Page extract>
══════════════════════════════

# Help please: Which product to use to clean 2017 Kia Sportage GtLine wheels?



## edwardcasbon (Dec 22, 2007)

Hi all,

We've recently purchased a 2017 Kia Sportage GTLine with the 19" wheels.

I want to wash the car this weekend, but am unsure on what to use to clean the wheels. You see, I'm not sure what material the wheels are. You might be able to see from these pics?



















They look chrome or polished (but I'm not sure).

Which product/s should I use/would you recommend for cleaning them please? In the past, on previous cars, I've always used Meguiars hot rims, but don't want to risk it and corrode the new wheels.

Thanks in advance for your help,

Edward


----------



## Cookies (Dec 10, 2008)

Hi Edward,

Firstly, very nice car!!!

With regard to the wheels, if you can, get them coated. I've used a ceramic coating, but many others have seen great success with sealants like fk1000p. There are many products, with varying degrees of difficulty (read hassle) to apply. Have a look in the wheels section of the forum, and you'll see loads of info on there. Ask plenty of questions and make your choice. Once done, all you'll need will be a shampoo solution and your wash mitt.

══════════════════════════════

Data shown>
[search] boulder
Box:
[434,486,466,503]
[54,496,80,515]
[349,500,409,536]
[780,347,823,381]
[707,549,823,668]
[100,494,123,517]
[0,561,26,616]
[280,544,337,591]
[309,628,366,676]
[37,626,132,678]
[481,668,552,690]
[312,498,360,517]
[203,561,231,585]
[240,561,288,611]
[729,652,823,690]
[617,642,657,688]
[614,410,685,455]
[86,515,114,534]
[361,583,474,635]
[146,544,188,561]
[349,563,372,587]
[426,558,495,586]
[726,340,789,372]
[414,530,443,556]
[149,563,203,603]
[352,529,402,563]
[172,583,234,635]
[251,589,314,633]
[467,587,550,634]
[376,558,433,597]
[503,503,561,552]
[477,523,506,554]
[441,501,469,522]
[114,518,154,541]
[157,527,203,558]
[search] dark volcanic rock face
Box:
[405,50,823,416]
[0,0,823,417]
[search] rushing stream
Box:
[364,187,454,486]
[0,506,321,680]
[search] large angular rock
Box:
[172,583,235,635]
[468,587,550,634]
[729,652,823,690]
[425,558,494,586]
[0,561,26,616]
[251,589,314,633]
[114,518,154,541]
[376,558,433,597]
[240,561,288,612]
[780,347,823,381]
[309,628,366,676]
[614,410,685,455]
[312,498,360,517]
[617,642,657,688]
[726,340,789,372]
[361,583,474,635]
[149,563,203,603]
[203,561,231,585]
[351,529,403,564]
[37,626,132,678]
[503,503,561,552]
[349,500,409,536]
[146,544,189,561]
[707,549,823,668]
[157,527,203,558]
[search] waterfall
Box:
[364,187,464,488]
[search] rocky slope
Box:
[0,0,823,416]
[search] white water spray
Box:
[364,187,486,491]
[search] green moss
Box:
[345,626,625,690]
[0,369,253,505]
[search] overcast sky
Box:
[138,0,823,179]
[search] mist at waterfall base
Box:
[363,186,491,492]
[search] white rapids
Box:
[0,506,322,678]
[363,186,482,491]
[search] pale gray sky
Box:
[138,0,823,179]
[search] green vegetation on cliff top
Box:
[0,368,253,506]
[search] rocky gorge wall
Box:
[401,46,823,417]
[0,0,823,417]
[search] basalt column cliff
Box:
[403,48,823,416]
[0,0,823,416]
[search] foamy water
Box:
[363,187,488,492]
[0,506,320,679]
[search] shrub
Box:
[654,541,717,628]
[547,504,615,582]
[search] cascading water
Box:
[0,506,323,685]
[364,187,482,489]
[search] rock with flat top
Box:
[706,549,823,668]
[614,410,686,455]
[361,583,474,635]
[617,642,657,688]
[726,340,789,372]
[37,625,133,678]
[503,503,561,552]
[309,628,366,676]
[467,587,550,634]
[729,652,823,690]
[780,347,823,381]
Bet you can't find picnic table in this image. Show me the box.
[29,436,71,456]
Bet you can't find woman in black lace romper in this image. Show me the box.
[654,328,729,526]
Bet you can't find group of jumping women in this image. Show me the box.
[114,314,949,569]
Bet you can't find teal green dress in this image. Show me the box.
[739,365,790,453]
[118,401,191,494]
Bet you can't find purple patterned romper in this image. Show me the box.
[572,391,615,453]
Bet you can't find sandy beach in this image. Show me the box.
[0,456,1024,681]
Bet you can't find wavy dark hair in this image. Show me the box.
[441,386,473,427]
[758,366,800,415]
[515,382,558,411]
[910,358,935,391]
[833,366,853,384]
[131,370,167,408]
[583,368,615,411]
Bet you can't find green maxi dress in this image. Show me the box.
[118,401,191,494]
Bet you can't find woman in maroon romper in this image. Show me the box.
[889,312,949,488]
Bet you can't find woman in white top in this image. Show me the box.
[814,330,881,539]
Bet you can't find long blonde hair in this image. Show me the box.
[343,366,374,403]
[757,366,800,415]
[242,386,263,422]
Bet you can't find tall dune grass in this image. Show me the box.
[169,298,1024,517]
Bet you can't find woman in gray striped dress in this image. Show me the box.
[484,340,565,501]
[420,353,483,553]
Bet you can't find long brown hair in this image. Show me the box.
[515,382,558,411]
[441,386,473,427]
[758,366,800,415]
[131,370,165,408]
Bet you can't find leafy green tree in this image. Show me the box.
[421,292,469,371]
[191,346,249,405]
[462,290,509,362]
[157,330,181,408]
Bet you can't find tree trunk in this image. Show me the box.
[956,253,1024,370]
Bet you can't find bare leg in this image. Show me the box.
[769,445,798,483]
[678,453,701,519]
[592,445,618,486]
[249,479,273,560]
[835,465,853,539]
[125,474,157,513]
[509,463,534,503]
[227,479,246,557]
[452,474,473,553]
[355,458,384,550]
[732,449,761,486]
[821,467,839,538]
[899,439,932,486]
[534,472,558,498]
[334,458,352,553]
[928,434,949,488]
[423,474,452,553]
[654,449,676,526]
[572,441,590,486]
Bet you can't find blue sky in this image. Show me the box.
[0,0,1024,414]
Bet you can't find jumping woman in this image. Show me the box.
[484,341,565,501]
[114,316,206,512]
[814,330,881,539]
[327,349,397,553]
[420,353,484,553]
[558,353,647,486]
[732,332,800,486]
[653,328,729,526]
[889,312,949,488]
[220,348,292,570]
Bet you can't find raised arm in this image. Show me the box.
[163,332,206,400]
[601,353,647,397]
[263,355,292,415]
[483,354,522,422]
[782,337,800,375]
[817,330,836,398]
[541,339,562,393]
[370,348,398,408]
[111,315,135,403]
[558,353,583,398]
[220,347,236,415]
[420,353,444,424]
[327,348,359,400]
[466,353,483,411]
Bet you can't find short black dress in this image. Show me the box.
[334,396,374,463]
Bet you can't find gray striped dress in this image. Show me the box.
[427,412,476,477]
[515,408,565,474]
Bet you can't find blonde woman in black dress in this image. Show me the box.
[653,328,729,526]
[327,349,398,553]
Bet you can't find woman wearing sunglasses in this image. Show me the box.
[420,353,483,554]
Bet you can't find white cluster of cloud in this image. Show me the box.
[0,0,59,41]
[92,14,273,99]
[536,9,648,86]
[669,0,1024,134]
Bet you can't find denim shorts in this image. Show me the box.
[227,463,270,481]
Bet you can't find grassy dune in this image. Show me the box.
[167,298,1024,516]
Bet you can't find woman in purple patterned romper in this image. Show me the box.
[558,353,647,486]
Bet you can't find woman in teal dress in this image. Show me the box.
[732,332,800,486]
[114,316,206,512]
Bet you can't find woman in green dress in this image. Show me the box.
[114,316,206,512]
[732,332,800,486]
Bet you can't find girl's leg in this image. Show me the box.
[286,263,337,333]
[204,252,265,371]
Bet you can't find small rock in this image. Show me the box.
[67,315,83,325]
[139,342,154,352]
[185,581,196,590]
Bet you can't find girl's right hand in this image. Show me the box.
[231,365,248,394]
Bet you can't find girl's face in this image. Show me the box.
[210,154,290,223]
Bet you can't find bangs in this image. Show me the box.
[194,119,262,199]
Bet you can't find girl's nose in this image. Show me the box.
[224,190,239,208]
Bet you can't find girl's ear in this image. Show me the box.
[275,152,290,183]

══════════════════════════════

What the task asks> Write out the wheel-cleaning thread word for word, from "## edwardcasbon (Dec" to "from these pics?", inclusive.

Task output>
## edwardcasbon (Dec 22, 2007)

Hi all,

We've recently purchased a 2017 Kia Sportage GTLine with the 19" wheels.

I want to wash the car this weekend, but am unsure on what to use to clean the wheels. You see, I'm not sure what material the wheels are. You might be able to see from these pics?